Conjunto de tarefas:
[1] Responda com base no texto sobre a língua latina:
(a) De que século data o texto latino mais antigo que se conhece?
(b) Em que consiste o rotacismo?
(c) Quantos eram os casos do latim e quais eram eles?
[2] Prossiga o texto sobre a língua latina a partir da última frase apresentada.

Texto do documento:
**********
O texto latino mais antigo que se conhece remonta ao século VI a.C. Numa época pré-literária, todas as palavras latinas provavelmente tinham acento de intensidade na primeira sílaba, o que produziu uma mudança de timbre na vogal da sílaba posterior (segundo se pode notar ao se compararem verbos simples a verbos em cuja composição entram preposições: facio-conficio, sedeo, dissideo. Contudo, de acordo com os registros literários disponíveis, o acento latino tinha outra colocação, embora não fosse livre: recaía sobre a penúltima sílaba, se essa fosse longa, ou sobre a antepenúltima, quando a penúltima era breve.

No sistema vocálico latino, constituíram traços diferenciais o timbre, pelo qual se distinguiam cinco unidades – a, e, i, o, u -, e a quantidade, segundo a qual cada vogal podia ser longa ou breve. No terceiro século antes da era cristã, as vogais das palavras latinas experimentaram grandes modificações: abreviação das vogais longas em sílaba final fechada não terminada em s: fechamento do o breve nas terminações os, om, que ficaram com us, um; e a transformação dos antigos ditongos ai, oi em ae, i. No que se refere ao consonantismo, um dos fenômenos mais característicos na evolução do latim desde o indo-europeu foi o do rotacismo, que consiste na passagem do s intervocálico para r.

Foneticamente, o latim pertence ao grupo das línguas Centum (pronuncie-se kéntum), em que a explosiva c (pronuncie-se kê) corresponde a uma fricativa no grupo satem. Essa pronúncia, no entanto, não se manteve antes de e e i. As várias consoantes aspiradas do indo-europeu simplificaram-se e mesmo o h deixou-se de pronunciar. Como o grego, o latim apresentava diversas consoantes enfáticas, que se chamaram geminadas porque se escreviam aos pares.

Quanto à gramática, o latim distinguia-se como língua flexiva, ou seja, caracterizada pela flexão gramatical ou alteração das vozes conjugáveis e declináveis ao se modificarem terminações, raízes ou outros elementos. As relações gramaticais eram em grande parte expressas pelas terminações. A categoria do caso afetava substantivos, adjetivos, numerais e pronomes. Os substantivos pertenciam a cinco declinações, que muitas vezes apresentavam desinências distintas para expressar o mesmo caso. Os casos eram seis: nominativo, vocativo, acusativo, genitivo, dativo e ablativo. No ablativo confluíram também os antigos casos indo-europeus instrumental e locativo, embora este, em algumas palavras, tivesse entidade autônoma.
**********
Material fornecido:
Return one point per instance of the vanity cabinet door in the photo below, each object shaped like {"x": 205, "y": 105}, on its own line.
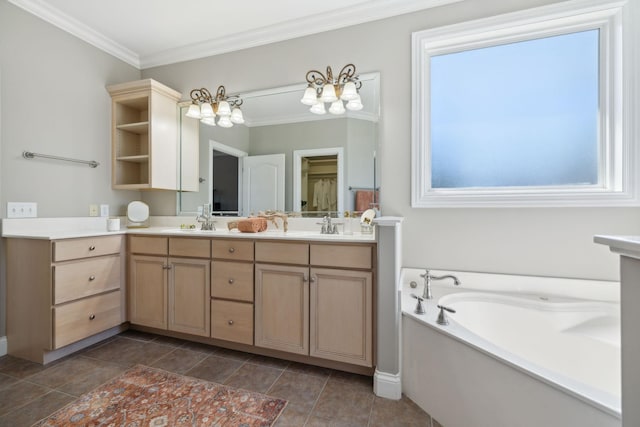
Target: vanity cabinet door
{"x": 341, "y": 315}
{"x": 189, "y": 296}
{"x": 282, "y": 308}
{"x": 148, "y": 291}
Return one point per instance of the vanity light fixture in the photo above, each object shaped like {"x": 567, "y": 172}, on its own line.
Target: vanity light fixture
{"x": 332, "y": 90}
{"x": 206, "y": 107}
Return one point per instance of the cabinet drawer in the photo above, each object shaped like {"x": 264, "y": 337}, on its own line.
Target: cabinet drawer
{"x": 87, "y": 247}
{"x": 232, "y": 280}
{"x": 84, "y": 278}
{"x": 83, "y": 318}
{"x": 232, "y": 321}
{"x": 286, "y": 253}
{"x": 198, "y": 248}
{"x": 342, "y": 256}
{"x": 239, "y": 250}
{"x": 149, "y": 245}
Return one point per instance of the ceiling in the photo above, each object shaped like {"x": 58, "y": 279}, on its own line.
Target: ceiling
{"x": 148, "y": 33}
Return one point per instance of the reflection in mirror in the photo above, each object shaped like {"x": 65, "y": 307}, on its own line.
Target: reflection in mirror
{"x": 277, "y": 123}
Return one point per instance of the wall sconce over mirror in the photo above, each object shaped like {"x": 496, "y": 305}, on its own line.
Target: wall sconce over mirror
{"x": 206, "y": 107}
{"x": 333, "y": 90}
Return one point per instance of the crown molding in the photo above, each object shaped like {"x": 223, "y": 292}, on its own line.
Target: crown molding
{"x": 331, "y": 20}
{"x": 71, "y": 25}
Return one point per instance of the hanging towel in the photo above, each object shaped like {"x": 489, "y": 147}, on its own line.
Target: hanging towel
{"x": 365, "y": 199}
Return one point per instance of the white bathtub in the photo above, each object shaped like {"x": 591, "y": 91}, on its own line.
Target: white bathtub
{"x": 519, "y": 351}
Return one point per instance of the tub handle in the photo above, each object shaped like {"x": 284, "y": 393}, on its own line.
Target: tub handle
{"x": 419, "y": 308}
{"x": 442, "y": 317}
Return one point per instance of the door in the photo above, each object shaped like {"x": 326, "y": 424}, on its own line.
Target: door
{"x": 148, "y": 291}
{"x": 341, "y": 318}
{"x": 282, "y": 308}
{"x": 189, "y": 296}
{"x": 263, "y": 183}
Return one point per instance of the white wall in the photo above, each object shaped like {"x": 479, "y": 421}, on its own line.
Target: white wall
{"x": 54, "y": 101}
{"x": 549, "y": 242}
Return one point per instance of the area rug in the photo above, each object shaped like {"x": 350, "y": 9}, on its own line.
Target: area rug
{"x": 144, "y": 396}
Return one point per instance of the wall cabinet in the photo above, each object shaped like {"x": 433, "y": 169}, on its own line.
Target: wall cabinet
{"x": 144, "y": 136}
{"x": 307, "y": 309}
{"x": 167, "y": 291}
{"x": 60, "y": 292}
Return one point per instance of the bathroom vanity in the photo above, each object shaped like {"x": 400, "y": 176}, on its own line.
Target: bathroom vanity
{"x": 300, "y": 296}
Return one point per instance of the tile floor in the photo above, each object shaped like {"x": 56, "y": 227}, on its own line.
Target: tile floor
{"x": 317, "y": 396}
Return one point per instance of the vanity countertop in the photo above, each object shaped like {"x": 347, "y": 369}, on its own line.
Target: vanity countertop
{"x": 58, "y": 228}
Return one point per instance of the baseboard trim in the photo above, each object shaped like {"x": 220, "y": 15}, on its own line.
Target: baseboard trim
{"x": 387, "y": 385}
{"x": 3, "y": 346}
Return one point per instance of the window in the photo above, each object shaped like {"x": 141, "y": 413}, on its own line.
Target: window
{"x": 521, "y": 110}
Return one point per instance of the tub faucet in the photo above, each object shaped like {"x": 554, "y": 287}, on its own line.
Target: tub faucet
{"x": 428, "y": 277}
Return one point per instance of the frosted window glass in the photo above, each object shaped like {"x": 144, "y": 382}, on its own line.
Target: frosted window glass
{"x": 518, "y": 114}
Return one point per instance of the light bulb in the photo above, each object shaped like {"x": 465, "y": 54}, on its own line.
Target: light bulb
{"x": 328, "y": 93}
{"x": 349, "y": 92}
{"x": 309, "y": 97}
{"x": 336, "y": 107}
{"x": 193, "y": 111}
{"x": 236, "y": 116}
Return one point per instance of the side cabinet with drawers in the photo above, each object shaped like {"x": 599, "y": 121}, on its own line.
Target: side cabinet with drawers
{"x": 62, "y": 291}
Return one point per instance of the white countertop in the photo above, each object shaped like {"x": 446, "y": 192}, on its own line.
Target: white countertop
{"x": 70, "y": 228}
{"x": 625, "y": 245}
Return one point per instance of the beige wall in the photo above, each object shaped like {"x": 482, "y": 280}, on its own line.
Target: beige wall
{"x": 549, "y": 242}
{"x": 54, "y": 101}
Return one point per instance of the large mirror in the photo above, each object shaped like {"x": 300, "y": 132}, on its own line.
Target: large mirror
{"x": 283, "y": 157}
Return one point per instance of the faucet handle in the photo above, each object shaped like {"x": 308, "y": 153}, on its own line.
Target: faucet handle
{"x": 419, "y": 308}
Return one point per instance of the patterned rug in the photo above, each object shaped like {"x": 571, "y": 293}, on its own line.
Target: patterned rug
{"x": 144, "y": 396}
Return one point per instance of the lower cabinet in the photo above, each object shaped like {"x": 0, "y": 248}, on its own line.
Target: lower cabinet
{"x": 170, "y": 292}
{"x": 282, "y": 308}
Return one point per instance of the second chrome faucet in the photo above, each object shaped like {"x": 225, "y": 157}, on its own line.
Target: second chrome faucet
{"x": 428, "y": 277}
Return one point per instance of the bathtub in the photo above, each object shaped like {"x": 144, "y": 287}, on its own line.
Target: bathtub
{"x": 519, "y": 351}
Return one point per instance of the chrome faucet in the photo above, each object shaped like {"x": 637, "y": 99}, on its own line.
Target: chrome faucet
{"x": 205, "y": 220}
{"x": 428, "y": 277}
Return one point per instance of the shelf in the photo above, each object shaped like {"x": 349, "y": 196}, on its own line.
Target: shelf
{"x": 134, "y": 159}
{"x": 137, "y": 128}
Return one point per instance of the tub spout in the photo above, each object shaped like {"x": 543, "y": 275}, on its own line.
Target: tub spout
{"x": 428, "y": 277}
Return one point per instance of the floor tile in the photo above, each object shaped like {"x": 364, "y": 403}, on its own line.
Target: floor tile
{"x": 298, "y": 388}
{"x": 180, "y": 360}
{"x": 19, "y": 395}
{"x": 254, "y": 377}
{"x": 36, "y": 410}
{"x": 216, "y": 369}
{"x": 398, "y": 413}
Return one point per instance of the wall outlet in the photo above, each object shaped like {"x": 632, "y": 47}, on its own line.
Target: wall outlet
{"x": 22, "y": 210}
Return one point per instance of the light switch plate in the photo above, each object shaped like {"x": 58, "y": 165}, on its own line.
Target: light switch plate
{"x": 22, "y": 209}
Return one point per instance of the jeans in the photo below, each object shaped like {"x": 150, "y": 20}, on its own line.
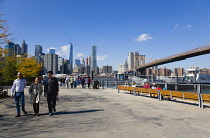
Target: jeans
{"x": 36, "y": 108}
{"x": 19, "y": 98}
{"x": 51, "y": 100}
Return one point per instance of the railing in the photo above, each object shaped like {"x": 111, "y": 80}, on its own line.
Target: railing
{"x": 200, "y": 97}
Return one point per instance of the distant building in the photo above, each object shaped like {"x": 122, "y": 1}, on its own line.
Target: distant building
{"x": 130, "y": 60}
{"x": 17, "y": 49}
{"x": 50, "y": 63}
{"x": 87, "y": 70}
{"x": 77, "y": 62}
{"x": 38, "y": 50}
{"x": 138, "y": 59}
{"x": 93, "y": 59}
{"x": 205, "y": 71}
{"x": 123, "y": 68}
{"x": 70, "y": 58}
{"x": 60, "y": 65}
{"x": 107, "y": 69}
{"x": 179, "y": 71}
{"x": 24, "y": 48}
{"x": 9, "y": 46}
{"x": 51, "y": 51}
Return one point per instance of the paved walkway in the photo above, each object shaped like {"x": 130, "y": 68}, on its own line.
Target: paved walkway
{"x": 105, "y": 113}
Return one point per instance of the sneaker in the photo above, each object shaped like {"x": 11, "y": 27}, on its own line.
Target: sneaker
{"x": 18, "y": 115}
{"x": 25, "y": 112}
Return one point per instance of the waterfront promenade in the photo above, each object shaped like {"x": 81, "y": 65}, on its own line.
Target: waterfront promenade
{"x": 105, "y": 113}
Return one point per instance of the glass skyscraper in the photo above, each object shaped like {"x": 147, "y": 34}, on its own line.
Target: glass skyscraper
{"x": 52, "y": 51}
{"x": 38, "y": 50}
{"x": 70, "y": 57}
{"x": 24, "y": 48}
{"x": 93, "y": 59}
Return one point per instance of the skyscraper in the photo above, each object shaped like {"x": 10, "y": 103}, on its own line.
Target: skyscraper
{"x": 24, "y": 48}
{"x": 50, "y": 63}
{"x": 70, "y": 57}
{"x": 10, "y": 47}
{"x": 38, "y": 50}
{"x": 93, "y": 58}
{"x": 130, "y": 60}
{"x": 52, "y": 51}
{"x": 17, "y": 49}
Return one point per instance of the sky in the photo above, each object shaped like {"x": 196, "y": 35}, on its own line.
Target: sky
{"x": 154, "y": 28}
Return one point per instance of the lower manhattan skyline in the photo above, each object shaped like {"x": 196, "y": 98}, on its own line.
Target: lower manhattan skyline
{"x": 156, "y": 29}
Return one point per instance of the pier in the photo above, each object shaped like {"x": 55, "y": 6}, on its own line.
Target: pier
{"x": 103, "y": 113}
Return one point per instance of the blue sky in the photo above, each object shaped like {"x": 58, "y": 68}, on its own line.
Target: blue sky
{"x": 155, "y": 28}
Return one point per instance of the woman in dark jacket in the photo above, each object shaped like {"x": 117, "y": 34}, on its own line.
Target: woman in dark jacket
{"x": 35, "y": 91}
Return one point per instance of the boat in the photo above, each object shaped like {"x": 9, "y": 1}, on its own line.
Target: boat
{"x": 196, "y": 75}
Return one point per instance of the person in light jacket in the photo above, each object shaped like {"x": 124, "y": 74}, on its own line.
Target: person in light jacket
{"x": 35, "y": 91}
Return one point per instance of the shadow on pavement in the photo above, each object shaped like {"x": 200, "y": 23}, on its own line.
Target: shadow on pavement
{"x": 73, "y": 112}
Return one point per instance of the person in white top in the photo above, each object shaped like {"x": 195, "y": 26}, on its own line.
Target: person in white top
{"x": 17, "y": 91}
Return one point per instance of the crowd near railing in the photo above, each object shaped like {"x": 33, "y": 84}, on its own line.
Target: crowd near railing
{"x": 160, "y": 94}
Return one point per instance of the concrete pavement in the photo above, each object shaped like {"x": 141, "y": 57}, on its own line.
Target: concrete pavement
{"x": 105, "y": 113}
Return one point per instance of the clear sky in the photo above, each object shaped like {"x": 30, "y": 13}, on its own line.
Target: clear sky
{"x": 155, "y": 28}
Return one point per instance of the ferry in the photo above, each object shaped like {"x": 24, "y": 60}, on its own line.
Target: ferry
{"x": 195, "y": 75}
**********
Respostas das tarefas:
[1]
(a) Do século VI a.C.
(b) Na passagem do s intervocálico para r.
(c) Eram seis: nominativo, vocativo, acusativo, genitivo, dativo e ablativo.

[2]
O número podia ser singular ou plural, e desaparecera o dual do indo-europeu, de que só se conservaram vestígios. Os verbos eram conjugados segundo quatro modelos, concordavam com o sujeito em número e pessoa, e expressavam relações temporais, modais e circunstanciais, embora estas fossem secundárias. No referente aos temas ou elementos que se acrescentam à raiz ou que a modificam com a conjugação, as terminações verbais podiam acrescentar-se a dois temas: o do presente e o do perfeito (quando o tempo indicava ação completa ou acabada), que fundia os primitivos temas indo-europeus de perfeito e aoristo, formando-se de diversas maneiras, independentemente da conjugação do verbo. Outra categoria que o verbo latino expressava era a voz, ativa ou passiva. Dispunha também de formas não pessoais, como eram os infinitivos – que podiam ser ativos e passivos, e de presente, passado e futuro -, o gerúndio e gerundivo, e os particípios de presente, de passado passivo e de futuro.

No aspecto sintático, um dos traços mais característicos do latim era a liberdade na ordem de disposição das palavras, o que se tornava possível em consequência do rico sistema de desinências, que por si mesmas indicavam a função dos substantivos independentemente de sua colocação.

O latim não tinha a sonoridade, a flexibilidade e a riqueza de meios expressivos do grego. Carecia, por exemplo, de artigo, mas suas frases ressoavam mais pela imponência e concisão. Adota-se o latim como a língua mais apropriada para as máximas, as inscrições solenes e as fórmulas judiciais. Seus autores desenvolveram, de forma radical, a subordinação em prejuízo da coordenação, de modo que as frases tinham períodos muito longos.

Ao longo de toda a história de Roma pode-se considerar que o conjunto linguístico latino se manteve inalterado, embora caiba distinguir várias etapas. Depois de uma época arcaica de vacilações, por volta do ano 100 a.C. fixaram-se suas características essenciais. Os escritores da época clássica — desde Cícero até a morte de Augusto, no ano 14 da era cristã — tornaram-no apto às culminâncias da criação literária. Nos autores da chamada idade de prata (aproximadamente até o ano 150), apreciou-se certo rebuscamento no estilo, assim como o abandono do ideal da concinnitas (harmonia), tão característico dos clássicos. Na baixa latinidade fez-se patente a decadência do estilo, que se mostrou mais descuidado e pobre, e deu-se maior acolhida a vulgarismos e barbarismos.

Latim vulgar

Paralelamente ao desenvolvimento do latim literário, seguiu seu curso o latim dito vulgar, modalidade basicamente coloquial que, como tal, estava pouco sujeita às normas dos gramáticos e evoluía livremente. Cabe considerá-lo como um conjunto de tendências próprias da língua falada da massa não letrada da população.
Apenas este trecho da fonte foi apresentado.